EXERCISE:
Taking the line with "One marker serves each instance of the dandelion seed." as the start, reproduce every line until the records end, exactly and with nothing added.

[Region pointing data]
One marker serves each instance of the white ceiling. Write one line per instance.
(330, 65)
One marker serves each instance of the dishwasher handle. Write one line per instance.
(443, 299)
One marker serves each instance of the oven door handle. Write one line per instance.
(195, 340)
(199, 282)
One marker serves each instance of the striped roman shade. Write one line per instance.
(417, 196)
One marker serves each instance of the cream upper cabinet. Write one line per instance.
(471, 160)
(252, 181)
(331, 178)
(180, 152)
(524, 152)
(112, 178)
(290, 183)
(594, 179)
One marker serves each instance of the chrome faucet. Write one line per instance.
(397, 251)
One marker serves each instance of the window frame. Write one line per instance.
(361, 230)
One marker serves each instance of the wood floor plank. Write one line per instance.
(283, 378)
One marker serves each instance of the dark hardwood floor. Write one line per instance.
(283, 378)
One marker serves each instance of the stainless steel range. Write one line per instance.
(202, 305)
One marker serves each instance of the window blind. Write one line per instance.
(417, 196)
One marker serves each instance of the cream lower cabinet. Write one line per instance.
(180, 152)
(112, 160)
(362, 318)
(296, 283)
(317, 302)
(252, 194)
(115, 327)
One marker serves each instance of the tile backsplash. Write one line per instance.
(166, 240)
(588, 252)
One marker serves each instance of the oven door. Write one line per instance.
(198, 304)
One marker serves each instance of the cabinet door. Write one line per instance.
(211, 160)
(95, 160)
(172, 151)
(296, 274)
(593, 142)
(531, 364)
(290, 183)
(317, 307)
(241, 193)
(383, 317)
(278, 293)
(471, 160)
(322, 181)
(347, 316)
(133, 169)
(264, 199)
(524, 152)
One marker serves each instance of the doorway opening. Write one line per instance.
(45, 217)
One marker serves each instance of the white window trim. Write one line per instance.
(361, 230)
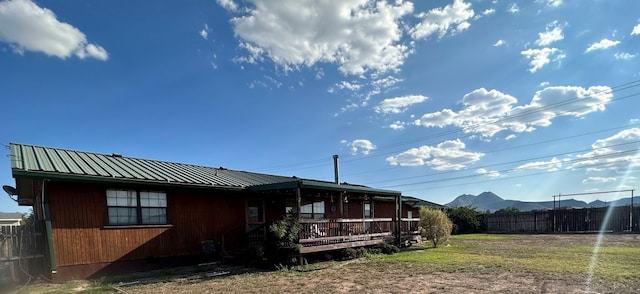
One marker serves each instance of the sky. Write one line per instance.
(526, 99)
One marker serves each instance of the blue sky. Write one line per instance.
(527, 99)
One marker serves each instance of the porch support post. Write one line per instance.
(299, 207)
(398, 224)
(48, 228)
(341, 205)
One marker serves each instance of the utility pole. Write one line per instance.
(631, 214)
(554, 212)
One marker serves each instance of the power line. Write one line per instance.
(525, 145)
(317, 162)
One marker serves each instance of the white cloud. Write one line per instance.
(28, 27)
(357, 35)
(489, 12)
(451, 19)
(553, 33)
(554, 3)
(542, 57)
(490, 112)
(228, 5)
(551, 165)
(204, 33)
(491, 174)
(362, 146)
(399, 104)
(603, 44)
(448, 155)
(614, 155)
(636, 30)
(598, 180)
(624, 55)
(398, 125)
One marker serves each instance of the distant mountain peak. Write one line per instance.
(489, 201)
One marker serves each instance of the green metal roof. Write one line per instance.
(54, 163)
(35, 161)
(323, 185)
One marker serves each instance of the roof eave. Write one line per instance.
(98, 179)
(310, 184)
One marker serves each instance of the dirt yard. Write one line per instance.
(508, 264)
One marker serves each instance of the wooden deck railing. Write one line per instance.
(324, 234)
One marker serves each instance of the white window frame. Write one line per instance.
(126, 207)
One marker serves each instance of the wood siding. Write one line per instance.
(79, 216)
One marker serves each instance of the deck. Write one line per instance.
(317, 235)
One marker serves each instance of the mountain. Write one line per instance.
(488, 201)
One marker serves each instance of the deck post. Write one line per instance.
(299, 217)
(398, 219)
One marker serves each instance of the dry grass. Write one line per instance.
(470, 264)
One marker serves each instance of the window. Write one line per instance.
(130, 207)
(308, 208)
(367, 212)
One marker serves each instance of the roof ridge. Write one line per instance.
(122, 156)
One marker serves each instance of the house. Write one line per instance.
(104, 213)
(10, 218)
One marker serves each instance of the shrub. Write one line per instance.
(466, 220)
(435, 225)
(387, 248)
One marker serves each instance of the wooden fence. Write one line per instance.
(566, 220)
(22, 252)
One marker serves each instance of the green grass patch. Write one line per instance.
(482, 237)
(523, 253)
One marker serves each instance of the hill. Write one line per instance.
(488, 201)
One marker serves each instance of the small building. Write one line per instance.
(104, 213)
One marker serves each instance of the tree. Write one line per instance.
(466, 220)
(508, 210)
(435, 225)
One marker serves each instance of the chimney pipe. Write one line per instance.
(335, 168)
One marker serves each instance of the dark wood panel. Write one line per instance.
(78, 217)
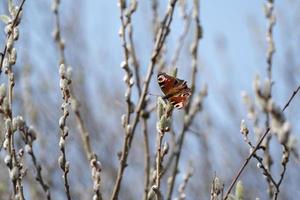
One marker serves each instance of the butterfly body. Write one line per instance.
(176, 90)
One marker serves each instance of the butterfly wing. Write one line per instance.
(176, 90)
(181, 99)
(169, 84)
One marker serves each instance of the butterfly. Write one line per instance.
(176, 90)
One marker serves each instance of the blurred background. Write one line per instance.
(232, 51)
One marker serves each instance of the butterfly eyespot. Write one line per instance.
(178, 105)
(161, 78)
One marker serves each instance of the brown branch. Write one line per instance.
(14, 24)
(162, 34)
(190, 111)
(256, 148)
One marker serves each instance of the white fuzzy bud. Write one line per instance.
(8, 124)
(69, 73)
(2, 91)
(244, 130)
(123, 120)
(28, 149)
(5, 143)
(8, 28)
(62, 70)
(7, 159)
(14, 173)
(16, 33)
(10, 43)
(61, 161)
(13, 56)
(128, 129)
(63, 83)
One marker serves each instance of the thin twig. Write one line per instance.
(256, 148)
(162, 34)
(14, 24)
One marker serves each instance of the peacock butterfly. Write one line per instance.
(176, 90)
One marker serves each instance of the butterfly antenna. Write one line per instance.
(156, 95)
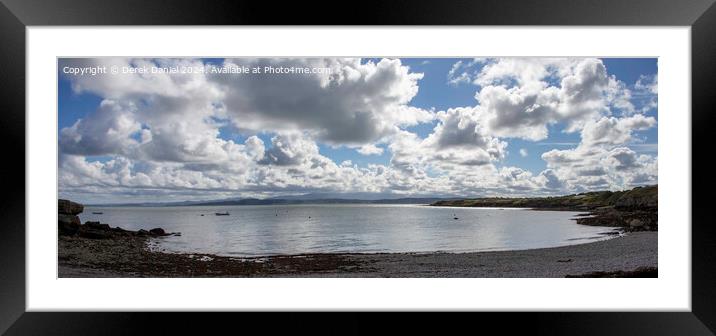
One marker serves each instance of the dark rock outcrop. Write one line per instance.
(631, 210)
(69, 225)
(68, 207)
(67, 221)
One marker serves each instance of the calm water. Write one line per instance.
(292, 229)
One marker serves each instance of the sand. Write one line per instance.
(130, 257)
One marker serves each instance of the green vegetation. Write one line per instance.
(644, 198)
(631, 210)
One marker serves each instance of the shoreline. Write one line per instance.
(630, 255)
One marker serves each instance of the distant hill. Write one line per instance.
(637, 198)
(327, 198)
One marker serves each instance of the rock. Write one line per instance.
(68, 207)
(634, 223)
(158, 232)
(94, 234)
(68, 225)
(63, 218)
(97, 226)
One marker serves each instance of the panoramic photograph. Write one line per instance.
(337, 167)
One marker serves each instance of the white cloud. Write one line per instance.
(370, 149)
(163, 135)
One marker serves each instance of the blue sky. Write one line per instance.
(79, 101)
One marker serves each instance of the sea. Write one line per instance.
(265, 230)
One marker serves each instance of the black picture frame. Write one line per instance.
(15, 15)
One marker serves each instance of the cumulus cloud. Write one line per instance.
(615, 131)
(165, 133)
(370, 149)
(356, 103)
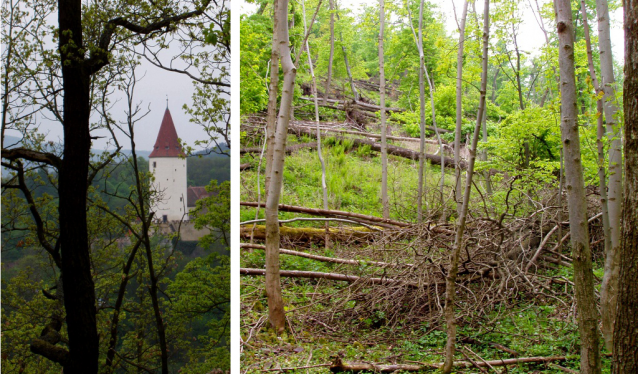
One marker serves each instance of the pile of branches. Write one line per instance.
(402, 279)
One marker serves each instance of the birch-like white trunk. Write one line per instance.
(450, 281)
(459, 109)
(609, 287)
(324, 187)
(575, 186)
(273, 284)
(332, 50)
(384, 143)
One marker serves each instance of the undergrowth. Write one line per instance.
(528, 325)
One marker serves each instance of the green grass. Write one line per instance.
(528, 326)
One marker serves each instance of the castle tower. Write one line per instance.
(168, 165)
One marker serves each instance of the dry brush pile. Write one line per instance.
(396, 275)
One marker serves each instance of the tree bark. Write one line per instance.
(332, 48)
(609, 288)
(273, 284)
(273, 90)
(626, 325)
(355, 93)
(459, 108)
(608, 291)
(450, 289)
(583, 276)
(324, 188)
(79, 300)
(384, 129)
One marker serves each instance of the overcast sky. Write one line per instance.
(530, 36)
(152, 90)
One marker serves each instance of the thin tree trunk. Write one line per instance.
(384, 144)
(273, 284)
(332, 48)
(355, 93)
(271, 117)
(324, 188)
(77, 281)
(626, 325)
(423, 70)
(422, 114)
(450, 289)
(609, 285)
(459, 109)
(609, 288)
(583, 276)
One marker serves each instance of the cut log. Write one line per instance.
(328, 276)
(392, 149)
(331, 213)
(338, 366)
(308, 234)
(355, 104)
(289, 149)
(370, 135)
(326, 259)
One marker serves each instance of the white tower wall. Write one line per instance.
(170, 185)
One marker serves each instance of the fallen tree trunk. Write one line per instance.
(338, 366)
(374, 136)
(288, 150)
(328, 276)
(356, 104)
(324, 258)
(330, 213)
(308, 234)
(392, 149)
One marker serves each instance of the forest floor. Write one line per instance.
(501, 314)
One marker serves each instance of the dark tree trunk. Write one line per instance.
(626, 326)
(583, 275)
(79, 292)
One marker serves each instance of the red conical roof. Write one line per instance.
(166, 144)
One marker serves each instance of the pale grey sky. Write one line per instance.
(152, 89)
(530, 36)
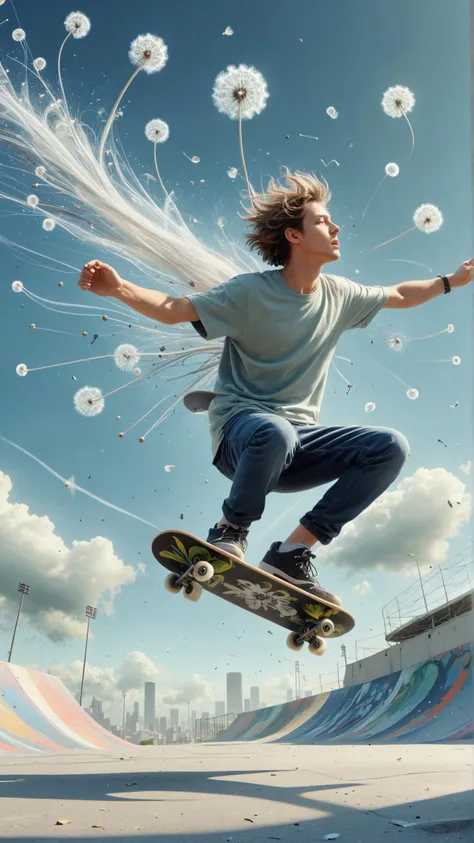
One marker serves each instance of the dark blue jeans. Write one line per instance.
(262, 452)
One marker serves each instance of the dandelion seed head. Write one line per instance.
(428, 218)
(157, 131)
(241, 85)
(39, 63)
(150, 50)
(77, 24)
(126, 357)
(397, 100)
(89, 401)
(392, 170)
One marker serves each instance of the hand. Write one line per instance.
(463, 275)
(100, 278)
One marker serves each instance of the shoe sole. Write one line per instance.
(277, 572)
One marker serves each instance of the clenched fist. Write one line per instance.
(100, 278)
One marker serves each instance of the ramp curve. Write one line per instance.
(429, 702)
(39, 715)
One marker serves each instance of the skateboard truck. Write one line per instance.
(190, 580)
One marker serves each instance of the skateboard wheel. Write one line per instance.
(317, 646)
(170, 584)
(192, 591)
(326, 627)
(291, 642)
(203, 572)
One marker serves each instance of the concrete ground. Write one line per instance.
(241, 793)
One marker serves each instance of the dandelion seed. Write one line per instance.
(397, 102)
(126, 357)
(391, 170)
(240, 93)
(77, 24)
(427, 218)
(39, 64)
(148, 53)
(88, 401)
(157, 131)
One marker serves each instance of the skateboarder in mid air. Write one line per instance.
(281, 327)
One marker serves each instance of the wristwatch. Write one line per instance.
(447, 285)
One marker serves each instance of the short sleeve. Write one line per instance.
(222, 310)
(362, 304)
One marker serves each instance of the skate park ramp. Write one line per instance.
(429, 702)
(38, 715)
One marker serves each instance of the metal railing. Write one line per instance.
(434, 590)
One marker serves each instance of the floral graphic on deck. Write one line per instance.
(260, 596)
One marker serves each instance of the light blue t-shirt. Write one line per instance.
(278, 343)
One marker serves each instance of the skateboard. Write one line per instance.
(198, 401)
(196, 565)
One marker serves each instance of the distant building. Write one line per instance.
(150, 704)
(234, 693)
(174, 717)
(254, 697)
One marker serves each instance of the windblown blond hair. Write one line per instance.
(282, 207)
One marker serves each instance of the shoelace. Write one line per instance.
(238, 533)
(307, 567)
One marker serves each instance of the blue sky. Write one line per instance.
(344, 54)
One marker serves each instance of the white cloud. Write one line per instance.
(63, 579)
(413, 518)
(362, 588)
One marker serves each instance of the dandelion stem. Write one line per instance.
(412, 135)
(112, 114)
(157, 170)
(241, 145)
(390, 241)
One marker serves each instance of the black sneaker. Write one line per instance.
(229, 539)
(296, 567)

EXERCISE OUTPUT:
One marker serves each instance of the dandelion seed. Write one line per instance.
(397, 102)
(126, 357)
(391, 170)
(240, 93)
(77, 24)
(427, 218)
(39, 64)
(148, 53)
(88, 401)
(157, 131)
One marker serves each instance of the skateboarder in mid air. Write one line per instance.
(281, 327)
One marker serves each instance of the wristwatch. Write one line per instance.
(447, 285)
One marker serves each instance of the short sleeve. Write one line per instance.
(222, 310)
(362, 304)
One marker serves each instance of the skate park ramp. Write one line per instance.
(429, 702)
(38, 715)
One marker serves each instance of the metal railing. Write one line per instance.
(434, 590)
One marker serves each instance of the floral graphic on deck. Write one line per instance.
(260, 596)
One marker serves each instance of the light blue t-shirt. Write one line per instance.
(278, 343)
One marker serves each instance of the skateboard. Write one line per instance.
(198, 401)
(196, 565)
One marker serves each instance of the distant building. Write one line per instance.
(150, 704)
(234, 693)
(174, 717)
(254, 697)
One marker serves each instance of the windblown blond hair. Write one line per instance.
(282, 207)
One marker serves each instance of the shoelace. Write one line per instance.
(238, 533)
(307, 567)
One marker serves each instance of the blue sky. Write one line per instance.
(344, 54)
One marker serves each instance of the white cloud. Write one line per instance.
(63, 579)
(413, 518)
(362, 588)
One marker serves each instance of the dandelion stem. Write one line per instance.
(412, 135)
(112, 114)
(157, 170)
(241, 145)
(390, 241)
One marker serves each instance of the black sneaker. Write one line per instance.
(229, 539)
(296, 567)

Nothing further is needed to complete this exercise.